Given instruction a: In the location identification entries, substitute "Label" for every "Target" and keep everything else unchanged.

Passage:
________
This means that a thief could request to withdraw his or her money from an exchange, but alter the hash of the transaction before it is recorded on the blockchain, a virtual ledger recording all Bitcoin transactions.

By altering it, the transaction appears as if it is another one entirely, meaning the thief can then prompt the exchange to send the money again by claiming there is no record of the money going through, thereby gaining twice the amount.

The Bitcoin Foundation fixed the bug in an update to the protocol, but critics claim Mt. Gox failed to implement the update.

The flaw’s impact comes at a time when the HMRC is considering how to tax Bitcoin, and Robinson conceded that the news may harm the cryptocurrency’s chances of mass adoption.

"It will delay widespread acceptance of Bitcoin," he said. "But in the long term [Bitcoin] has a lot of advantages.

"We will see a lot more flow of VC money into Bitcoin businesses and that will strengthen it so something like this can never happen again."

Robinson is one of eight British Bitcoin community representatives in discussions with the taxman over how it will classify the digital medium of exchange, and told CBR they will meet again with HMRC next week.

"We’re very pro-regulation," he said. "If anything this makes it even more clear that regulation would be good.

"The first step in regulating it is classifying it. Ideally it would be the same as any other currency but that’s a big ask."
________
Location identification entries
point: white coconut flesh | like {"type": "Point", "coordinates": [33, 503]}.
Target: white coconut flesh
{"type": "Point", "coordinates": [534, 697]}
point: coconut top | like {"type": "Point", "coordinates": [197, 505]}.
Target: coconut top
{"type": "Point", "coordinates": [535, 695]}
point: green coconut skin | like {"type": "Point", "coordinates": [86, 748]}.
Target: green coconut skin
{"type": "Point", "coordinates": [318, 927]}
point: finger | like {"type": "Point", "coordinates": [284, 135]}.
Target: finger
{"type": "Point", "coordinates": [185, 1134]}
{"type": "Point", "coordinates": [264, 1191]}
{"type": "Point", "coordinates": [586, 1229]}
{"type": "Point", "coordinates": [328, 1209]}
________
Given instruction b: In the Bitcoin passage, rewrite the paragraph beginning "Robinson is one of eight British Bitcoin community representatives" more briefly, keeping its main facts.

Full output a:
point: white coconut flesh | like {"type": "Point", "coordinates": [33, 503]}.
Label: white coconut flesh
{"type": "Point", "coordinates": [534, 697]}
point: coconut top | like {"type": "Point", "coordinates": [197, 505]}.
Label: coconut top
{"type": "Point", "coordinates": [535, 695]}
point: green coconut skin | like {"type": "Point", "coordinates": [86, 748]}.
Label: green coconut skin
{"type": "Point", "coordinates": [318, 927]}
point: finger | like {"type": "Point", "coordinates": [284, 135]}.
Label: finger
{"type": "Point", "coordinates": [185, 1134]}
{"type": "Point", "coordinates": [264, 1191]}
{"type": "Point", "coordinates": [586, 1229]}
{"type": "Point", "coordinates": [328, 1209]}

Full output b: Robinson, one of eight British Bitcoin community representatives, is discussing with HMRC how it will classify the digital medium of exchange. He told CBR they will meet again next week.